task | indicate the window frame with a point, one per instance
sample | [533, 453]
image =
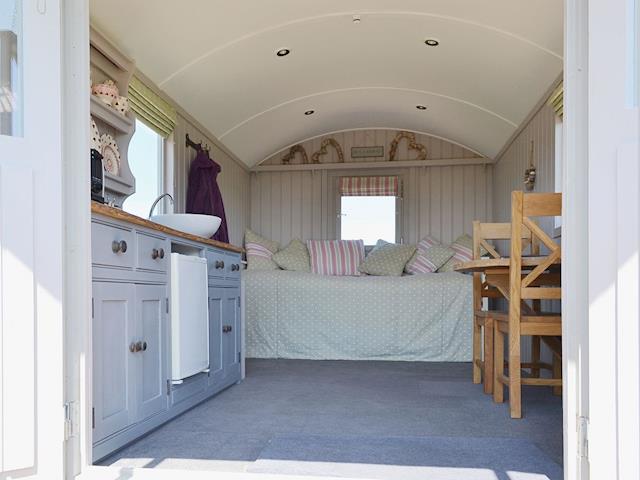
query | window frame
[335, 181]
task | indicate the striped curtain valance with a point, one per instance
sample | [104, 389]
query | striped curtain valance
[556, 99]
[152, 109]
[369, 186]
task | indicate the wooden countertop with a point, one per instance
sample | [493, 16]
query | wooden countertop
[119, 214]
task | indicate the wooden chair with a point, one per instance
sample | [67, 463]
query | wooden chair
[482, 318]
[536, 283]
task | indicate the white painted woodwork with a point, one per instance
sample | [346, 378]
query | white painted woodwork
[612, 148]
[494, 62]
[440, 201]
[152, 329]
[31, 258]
[115, 371]
[233, 179]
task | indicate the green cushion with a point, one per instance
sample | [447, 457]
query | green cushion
[260, 252]
[387, 259]
[294, 256]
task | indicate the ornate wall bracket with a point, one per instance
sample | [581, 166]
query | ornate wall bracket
[413, 145]
[315, 158]
[286, 160]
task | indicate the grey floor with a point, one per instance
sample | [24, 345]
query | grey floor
[361, 419]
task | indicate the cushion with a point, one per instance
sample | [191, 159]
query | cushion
[260, 251]
[430, 260]
[336, 257]
[294, 257]
[416, 266]
[387, 259]
[463, 248]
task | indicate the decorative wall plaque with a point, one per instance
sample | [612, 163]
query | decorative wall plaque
[367, 152]
[413, 145]
[286, 160]
[315, 158]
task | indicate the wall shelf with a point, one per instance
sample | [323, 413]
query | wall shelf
[369, 165]
[110, 116]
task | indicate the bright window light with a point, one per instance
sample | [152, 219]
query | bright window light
[145, 162]
[368, 218]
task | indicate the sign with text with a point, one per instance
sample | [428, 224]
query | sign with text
[365, 152]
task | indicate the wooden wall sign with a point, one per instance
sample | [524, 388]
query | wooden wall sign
[413, 145]
[367, 152]
[286, 160]
[315, 158]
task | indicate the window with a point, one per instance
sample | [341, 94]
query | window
[368, 218]
[368, 208]
[146, 153]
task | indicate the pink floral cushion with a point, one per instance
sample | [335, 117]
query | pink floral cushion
[336, 257]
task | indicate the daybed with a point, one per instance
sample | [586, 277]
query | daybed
[308, 316]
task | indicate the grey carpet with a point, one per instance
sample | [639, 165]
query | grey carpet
[435, 458]
[380, 401]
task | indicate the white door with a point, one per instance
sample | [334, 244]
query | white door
[31, 281]
[603, 83]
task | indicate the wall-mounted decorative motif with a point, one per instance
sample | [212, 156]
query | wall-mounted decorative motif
[286, 160]
[367, 152]
[413, 145]
[315, 158]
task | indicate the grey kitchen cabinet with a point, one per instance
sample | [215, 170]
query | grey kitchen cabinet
[114, 328]
[216, 315]
[132, 393]
[152, 371]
------
*REQUIRED TASK*
Scale the point coordinates in the answers of the entries from the line containing "task | indicate the window with" through the end of the entries, inclusive, by multiplying each by 0.2 and rounding to whole numbers with halves rounded up. Rewrite only those lines, requests included, and keep the request lines and their sample coordinates unchanged.

*RESPONSE FOR THIS EXERCISE*
task | indicate the window with a point, one per instance
sample | [341, 94]
query | window
[74, 44]
[74, 42]
[29, 31]
task | indicate the pink floral cushion with a point, one per instance
sample | [335, 117]
query | pink floral cushion
[67, 51]
task | indicate the daybed with a point, one per instance
sample | [586, 277]
query | daybed
[62, 63]
task | indicate the grey carpet with a point, one per instance
sample | [639, 165]
query | grey carpet
[87, 92]
[76, 80]
task | indicate the white door with a point, one per instance
sample | [334, 244]
query | white door
[6, 56]
[121, 17]
task | indicate the wall-mounted decorative motif with a point, one per instance
sample | [212, 156]
query | wall-mounted decorative motif
[57, 32]
[73, 30]
[83, 29]
[63, 32]
task | indicate the grey kitchen cabinet with a point, one per instance
sample | [215, 170]
query | grey kitchen cabinet
[23, 66]
[43, 63]
[26, 79]
[30, 74]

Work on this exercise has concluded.